>> Begin Information supplied

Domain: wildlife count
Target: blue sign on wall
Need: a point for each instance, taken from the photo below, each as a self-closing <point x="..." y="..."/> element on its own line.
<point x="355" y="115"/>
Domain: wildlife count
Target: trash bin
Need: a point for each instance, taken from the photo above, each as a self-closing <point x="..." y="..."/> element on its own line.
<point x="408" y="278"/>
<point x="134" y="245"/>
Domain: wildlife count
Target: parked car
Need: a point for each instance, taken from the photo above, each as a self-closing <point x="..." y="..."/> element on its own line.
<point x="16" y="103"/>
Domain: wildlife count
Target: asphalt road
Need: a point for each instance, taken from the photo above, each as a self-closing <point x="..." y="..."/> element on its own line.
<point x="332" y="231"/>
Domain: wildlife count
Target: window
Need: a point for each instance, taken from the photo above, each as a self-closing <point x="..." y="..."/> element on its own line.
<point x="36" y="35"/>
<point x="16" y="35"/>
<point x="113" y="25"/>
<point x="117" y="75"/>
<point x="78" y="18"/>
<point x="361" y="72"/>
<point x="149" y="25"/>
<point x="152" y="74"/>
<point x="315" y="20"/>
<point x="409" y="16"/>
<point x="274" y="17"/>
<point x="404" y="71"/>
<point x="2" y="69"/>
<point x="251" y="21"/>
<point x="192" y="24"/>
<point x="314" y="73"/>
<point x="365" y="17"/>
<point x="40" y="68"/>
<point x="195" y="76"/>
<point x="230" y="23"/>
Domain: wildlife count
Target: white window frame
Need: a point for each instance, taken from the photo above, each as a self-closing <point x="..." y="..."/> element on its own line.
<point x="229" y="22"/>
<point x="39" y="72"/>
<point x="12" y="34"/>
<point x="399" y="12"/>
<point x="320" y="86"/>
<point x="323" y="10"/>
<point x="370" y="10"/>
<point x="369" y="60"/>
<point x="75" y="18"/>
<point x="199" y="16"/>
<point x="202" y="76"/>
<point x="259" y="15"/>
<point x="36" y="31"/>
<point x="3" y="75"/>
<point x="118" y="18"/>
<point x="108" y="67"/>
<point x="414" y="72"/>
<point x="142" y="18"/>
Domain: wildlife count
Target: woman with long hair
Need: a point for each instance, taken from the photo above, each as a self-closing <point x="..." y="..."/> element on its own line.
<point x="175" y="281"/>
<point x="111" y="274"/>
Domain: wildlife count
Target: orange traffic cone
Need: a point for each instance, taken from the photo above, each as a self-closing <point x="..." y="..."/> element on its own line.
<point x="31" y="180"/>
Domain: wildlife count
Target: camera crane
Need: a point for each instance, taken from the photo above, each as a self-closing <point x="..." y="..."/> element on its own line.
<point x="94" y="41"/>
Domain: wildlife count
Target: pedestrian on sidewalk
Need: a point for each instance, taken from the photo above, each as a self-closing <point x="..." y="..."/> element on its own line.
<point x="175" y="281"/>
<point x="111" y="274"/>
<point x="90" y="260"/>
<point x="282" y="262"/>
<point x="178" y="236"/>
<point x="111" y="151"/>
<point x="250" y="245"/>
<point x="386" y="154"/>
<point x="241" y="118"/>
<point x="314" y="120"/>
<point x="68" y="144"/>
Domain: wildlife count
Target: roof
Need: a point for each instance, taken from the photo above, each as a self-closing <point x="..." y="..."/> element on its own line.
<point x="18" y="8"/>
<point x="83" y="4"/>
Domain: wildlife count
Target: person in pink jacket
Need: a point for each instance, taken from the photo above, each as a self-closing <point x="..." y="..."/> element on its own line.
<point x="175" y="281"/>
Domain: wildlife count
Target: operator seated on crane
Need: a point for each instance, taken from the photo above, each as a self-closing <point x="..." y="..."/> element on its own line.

>> End Information supplied

▶ [Work to do]
Every line above should be written out again exactly as it stands.

▶ [Result for this task]
Domain: wildlife count
Target: blue sign on wall
Need: a point for each instance, taken from the photo below, each as a self-closing <point x="..." y="..."/> element on its own line.
<point x="355" y="115"/>
Domain: wildlife count
Target: trash bin
Need: a point for each instance, taken from the photo above, each as a self-closing <point x="..." y="..."/> element on its own line.
<point x="408" y="278"/>
<point x="134" y="245"/>
Domain: wildlife count
Target: parked car
Need: a point for each instance, taken from the photo above, each as a self-closing <point x="..." y="..."/> element on its own line.
<point x="16" y="103"/>
Domain: wildlife count
Target: asphalt road
Need: a point for each instance, taken from the photo above, each as a self-closing <point x="..." y="..."/> element on its own line.
<point x="332" y="231"/>
Domain: wildlife count
Target: window
Need: a point for each instance, taken from the photo above, each as a self-closing <point x="..." y="..."/> element on its own line.
<point x="36" y="35"/>
<point x="16" y="35"/>
<point x="113" y="25"/>
<point x="117" y="75"/>
<point x="78" y="18"/>
<point x="361" y="72"/>
<point x="149" y="25"/>
<point x="152" y="74"/>
<point x="315" y="20"/>
<point x="409" y="16"/>
<point x="274" y="17"/>
<point x="404" y="71"/>
<point x="2" y="69"/>
<point x="251" y="21"/>
<point x="192" y="24"/>
<point x="314" y="73"/>
<point x="365" y="17"/>
<point x="40" y="68"/>
<point x="195" y="76"/>
<point x="230" y="23"/>
Domain: wildlife count
Target: white window frame
Need: a point for each instance, taken from the photo above, each as a self-closing <point x="..." y="..."/> element on its own line.
<point x="229" y="22"/>
<point x="39" y="72"/>
<point x="12" y="34"/>
<point x="399" y="12"/>
<point x="320" y="86"/>
<point x="323" y="10"/>
<point x="370" y="10"/>
<point x="369" y="60"/>
<point x="75" y="18"/>
<point x="199" y="16"/>
<point x="202" y="76"/>
<point x="259" y="15"/>
<point x="36" y="31"/>
<point x="3" y="75"/>
<point x="118" y="18"/>
<point x="108" y="67"/>
<point x="414" y="72"/>
<point x="142" y="18"/>
Domain: wildlife count
Target: woman with long hair
Need: a point for each instance, taken from the photo above, each as a self-closing <point x="..." y="..."/> element on its own line.
<point x="175" y="281"/>
<point x="111" y="274"/>
Domain: wildlife count
Target: orange traffic cone
Need: a point for each instance, taken from the photo above, each as a self-closing <point x="..." y="..."/> element on its own line.
<point x="31" y="180"/>
Domain: wildlife count
Target: camera crane
Need: a point for each instance, taken from the photo above, each as a self-closing <point x="..." y="..."/> element on its own line.
<point x="94" y="41"/>
Domain: wildlife count
Target: pedestrian on sidewalk
Need: a point for each instance, taken from the photo above, each as a self-closing <point x="..." y="..."/> element on its own line.
<point x="175" y="281"/>
<point x="111" y="274"/>
<point x="90" y="260"/>
<point x="282" y="262"/>
<point x="178" y="236"/>
<point x="111" y="151"/>
<point x="250" y="245"/>
<point x="386" y="154"/>
<point x="241" y="118"/>
<point x="314" y="120"/>
<point x="68" y="144"/>
Domain: wildlife count
Target: roof
Need: a point for each instance, taken from the photo above, each as a self-closing <point x="..." y="..."/> element on its own line.
<point x="18" y="8"/>
<point x="83" y="4"/>
Domain: wildlife count
Target: person in pink jacket
Need: a point for each instance, taken from the photo above, each as a self-closing <point x="..." y="..."/> element on its own line.
<point x="175" y="281"/>
Domain: wildlife count
Target: operator seated on crane
Need: a point for each instance, taken from the photo above, each as a self-closing <point x="..." y="..."/> element on its own line.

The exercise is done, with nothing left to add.